# START OF Text section

Toyota’s Supra sports car has been given a smaller, entry-level engine. Jack Evans explains whether it’s still worth considering.
What is it?
Car enthusiasts were quick to celebrate the arrival of a new Supra. After all, this car’s heritage means that it has become embedded in motoring folklore, so a revival marked an exciting and new turn for this famous Toyota. However, its close collaboration with BMW certainly stirred up controversies from the start.
Despite this, the Supra won plenty of fans from the off. Now, there’s a new entry-level version, which does away with the tip-top car’s 3.0-litre straight-six engine in favour of a smaller and lighter 2.0-litre. We’ve been finding out what it’s like.
We’ll get onto that new engine in more detail shortline, but the headlines here reside around the car’s weight; it’s 100kg lighter than the 3.0-litre car, which Toyota says results in sharper handling and a perfect 50:50 weight distribution.
Elsewhere, things have been kept largely the same as the more powerful car. It still features an extremely rigid suspension setup incorporating adjustable shock absorbers, while lightweight brakes and a sports-tuned steering system have been fitted too.

# END OF Text section
# START OF Data extract

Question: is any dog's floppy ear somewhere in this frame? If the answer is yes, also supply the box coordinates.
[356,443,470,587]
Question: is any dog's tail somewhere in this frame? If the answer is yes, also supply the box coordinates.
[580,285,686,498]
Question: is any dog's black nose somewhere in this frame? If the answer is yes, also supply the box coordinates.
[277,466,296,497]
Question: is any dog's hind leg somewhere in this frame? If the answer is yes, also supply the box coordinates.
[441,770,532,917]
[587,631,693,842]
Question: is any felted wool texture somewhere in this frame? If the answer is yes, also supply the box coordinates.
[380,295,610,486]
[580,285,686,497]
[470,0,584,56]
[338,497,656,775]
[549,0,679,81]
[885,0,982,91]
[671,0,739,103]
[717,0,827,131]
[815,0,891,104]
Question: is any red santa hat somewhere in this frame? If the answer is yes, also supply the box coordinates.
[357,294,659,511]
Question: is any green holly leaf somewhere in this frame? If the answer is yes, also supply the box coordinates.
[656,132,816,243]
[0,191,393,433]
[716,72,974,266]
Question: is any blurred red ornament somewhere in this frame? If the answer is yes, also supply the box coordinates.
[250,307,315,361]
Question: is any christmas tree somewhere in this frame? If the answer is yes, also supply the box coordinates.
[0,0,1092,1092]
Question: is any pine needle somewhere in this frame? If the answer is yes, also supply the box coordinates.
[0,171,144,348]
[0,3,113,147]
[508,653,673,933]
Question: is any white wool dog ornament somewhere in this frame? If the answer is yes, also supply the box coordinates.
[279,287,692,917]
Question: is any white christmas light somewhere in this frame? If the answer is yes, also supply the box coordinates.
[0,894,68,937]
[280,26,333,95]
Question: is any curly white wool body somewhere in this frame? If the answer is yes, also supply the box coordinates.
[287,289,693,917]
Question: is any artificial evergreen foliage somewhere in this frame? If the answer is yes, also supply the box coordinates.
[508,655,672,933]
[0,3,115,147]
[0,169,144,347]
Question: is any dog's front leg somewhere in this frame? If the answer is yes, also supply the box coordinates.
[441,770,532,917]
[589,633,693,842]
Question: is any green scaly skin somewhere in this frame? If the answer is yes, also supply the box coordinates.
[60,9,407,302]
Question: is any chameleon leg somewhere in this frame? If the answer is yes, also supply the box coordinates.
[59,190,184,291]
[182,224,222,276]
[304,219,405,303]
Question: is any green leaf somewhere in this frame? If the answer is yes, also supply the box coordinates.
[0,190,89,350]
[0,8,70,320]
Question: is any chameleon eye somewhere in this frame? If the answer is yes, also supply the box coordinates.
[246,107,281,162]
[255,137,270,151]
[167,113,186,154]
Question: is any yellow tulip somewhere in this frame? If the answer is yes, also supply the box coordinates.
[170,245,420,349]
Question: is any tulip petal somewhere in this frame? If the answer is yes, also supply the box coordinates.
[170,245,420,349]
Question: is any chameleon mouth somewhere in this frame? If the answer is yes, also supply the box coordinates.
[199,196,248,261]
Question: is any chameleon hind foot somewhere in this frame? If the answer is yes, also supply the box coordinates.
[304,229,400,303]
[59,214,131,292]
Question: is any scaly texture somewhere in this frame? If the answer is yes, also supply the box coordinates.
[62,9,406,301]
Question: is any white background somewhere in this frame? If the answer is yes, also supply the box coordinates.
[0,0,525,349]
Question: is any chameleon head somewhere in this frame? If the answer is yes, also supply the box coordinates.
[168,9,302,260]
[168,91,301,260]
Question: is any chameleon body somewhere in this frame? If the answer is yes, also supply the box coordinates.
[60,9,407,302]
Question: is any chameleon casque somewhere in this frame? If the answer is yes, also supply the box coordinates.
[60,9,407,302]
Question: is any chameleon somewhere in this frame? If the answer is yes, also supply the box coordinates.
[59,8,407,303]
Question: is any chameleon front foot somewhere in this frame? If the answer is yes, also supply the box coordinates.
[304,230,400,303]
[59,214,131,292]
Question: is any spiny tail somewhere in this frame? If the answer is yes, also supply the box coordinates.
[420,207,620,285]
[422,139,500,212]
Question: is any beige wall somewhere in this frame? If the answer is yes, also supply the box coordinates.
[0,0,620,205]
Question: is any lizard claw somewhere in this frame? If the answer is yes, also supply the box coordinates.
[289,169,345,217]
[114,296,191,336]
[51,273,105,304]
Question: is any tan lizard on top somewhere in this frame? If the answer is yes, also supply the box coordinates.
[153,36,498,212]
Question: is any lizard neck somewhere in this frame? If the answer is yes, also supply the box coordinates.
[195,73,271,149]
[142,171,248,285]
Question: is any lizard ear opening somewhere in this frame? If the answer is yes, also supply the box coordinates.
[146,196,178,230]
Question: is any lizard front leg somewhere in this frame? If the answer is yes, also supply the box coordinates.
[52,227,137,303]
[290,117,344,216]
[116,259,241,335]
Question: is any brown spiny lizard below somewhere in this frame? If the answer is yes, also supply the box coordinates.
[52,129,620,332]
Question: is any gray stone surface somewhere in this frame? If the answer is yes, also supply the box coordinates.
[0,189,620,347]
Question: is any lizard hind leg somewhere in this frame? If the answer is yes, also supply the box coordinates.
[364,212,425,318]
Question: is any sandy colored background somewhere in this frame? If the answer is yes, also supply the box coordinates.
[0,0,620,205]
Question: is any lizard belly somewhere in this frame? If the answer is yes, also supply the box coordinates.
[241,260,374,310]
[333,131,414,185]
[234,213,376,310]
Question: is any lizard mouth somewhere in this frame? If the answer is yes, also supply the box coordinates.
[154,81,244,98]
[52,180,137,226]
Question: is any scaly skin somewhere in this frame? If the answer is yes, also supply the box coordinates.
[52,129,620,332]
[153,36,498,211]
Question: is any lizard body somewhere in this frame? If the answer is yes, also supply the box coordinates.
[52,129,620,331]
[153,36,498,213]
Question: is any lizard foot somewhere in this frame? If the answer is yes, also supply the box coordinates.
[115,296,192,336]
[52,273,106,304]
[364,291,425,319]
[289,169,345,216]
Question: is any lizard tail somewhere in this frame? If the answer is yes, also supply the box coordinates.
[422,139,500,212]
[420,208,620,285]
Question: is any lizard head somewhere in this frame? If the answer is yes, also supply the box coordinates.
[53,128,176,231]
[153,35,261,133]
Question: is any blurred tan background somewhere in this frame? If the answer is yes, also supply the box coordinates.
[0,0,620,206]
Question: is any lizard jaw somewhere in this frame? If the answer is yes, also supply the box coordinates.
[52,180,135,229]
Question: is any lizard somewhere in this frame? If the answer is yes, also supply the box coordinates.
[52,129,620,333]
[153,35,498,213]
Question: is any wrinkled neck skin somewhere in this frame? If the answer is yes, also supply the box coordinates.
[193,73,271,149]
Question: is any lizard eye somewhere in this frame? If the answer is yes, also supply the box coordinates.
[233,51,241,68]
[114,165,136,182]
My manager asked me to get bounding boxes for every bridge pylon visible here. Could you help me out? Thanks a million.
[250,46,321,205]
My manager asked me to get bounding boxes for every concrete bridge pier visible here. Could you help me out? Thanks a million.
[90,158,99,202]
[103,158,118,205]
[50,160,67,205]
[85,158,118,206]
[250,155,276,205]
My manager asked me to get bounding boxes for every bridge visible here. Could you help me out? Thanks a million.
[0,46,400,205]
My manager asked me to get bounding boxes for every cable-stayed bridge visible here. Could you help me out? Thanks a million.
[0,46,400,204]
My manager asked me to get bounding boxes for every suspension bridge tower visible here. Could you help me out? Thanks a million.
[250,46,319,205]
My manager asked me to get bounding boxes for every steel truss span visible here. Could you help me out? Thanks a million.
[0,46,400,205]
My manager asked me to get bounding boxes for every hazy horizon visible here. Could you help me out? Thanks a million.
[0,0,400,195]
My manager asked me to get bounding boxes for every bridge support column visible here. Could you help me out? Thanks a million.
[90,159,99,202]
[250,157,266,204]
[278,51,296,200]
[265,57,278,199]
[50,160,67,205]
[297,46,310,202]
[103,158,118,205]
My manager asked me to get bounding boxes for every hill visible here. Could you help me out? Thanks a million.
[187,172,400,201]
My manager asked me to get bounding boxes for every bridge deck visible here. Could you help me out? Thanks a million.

# END OF Data extract

▸ Stated goal 1
Copy out the stretch of the Supra review from "Car enthusiasts were" through "50:50 weight distribution.".
▸ Stated goal 2
Pick up the Supra review after its last sentence and keep writing.

▸ Written reply 1
Car enthusiasts were quick to celebrate the arrival of a new Supra. After all, this car’s heritage means that it has become embedded in motoring folklore, so a revival marked an exciting and new turn for this famous Toyota. However, its close collaboration with BMW certainly stirred up controversies from the start.
Despite this, the Supra won plenty of fans from the off. Now, there’s a new entry-level version, which does away with the tip-top car’s 3.0-litre straight-six engine in favour of a smaller and lighter 2.0-litre. We’ve been finding out what it’s like.
We’ll get onto that new engine in more detail shortline, but the headlines here reside around the car’s weight; it’s 100kg lighter than the 3.0-litre car, which Toyota says results in sharper handling and a perfect 50:50 weight distribution.

▸ Written reply 2
What’s under the bonnet?
The 2.0-litre turbocharged petrol engine might be new to the Supra, but it’s a common sight across much of the BMW range and features in many of the firm’s 1 Series models, as well as in many Minis, too. It brings 245bhp and 400Nm of torque to the table, which represent decreases of 80bhp and 100Nm on the 3.0-litre car.
Zero to 60mph will take five seconds with launch control engaged, while flat-out it’ll hit 155mph. It means there’s more than enough performance on offer to keep things interesting, while those weight losses should make it sharper to drive – but we’ll get on to that in a moment.
What’s it like to drive?
Toyota has been keen to emphasise the Supra 2.0’s lightweight nature and once you learn to take advantage of this while being a little more aggressive with the throttle than you might in the more powerful car, then it’s quick to get into the flow.
Though during our cold test route the front end did, on occasions, struggle for grip during medium speed corners, once the roads tightened up the Supra felt nimble and sharp. It makes it a far more rewarding thing to hustle down classic British B-roads, where the 3.0-litre feels far more unwieldy and – if anything – simply too powerful.
How does it look?
The Supra is always a surprisingly compact car to see in the metal, though its long bonnet and small cabin are classically inspired and reminiscent of sports cars from a by-gone era. It takes up a tiny footprint, but that’s quite refreshing considering that most of its rivals are becoming larger and longer with each incarnation.
There’s a lot going on at the front, with large air intakes and bulging wheel arches giving a subtle hint towards the car’s performance. It’s a touch more subtle at the rear, where you’ll find a small lipped spoiler and narrow lights.
What’s it like inside?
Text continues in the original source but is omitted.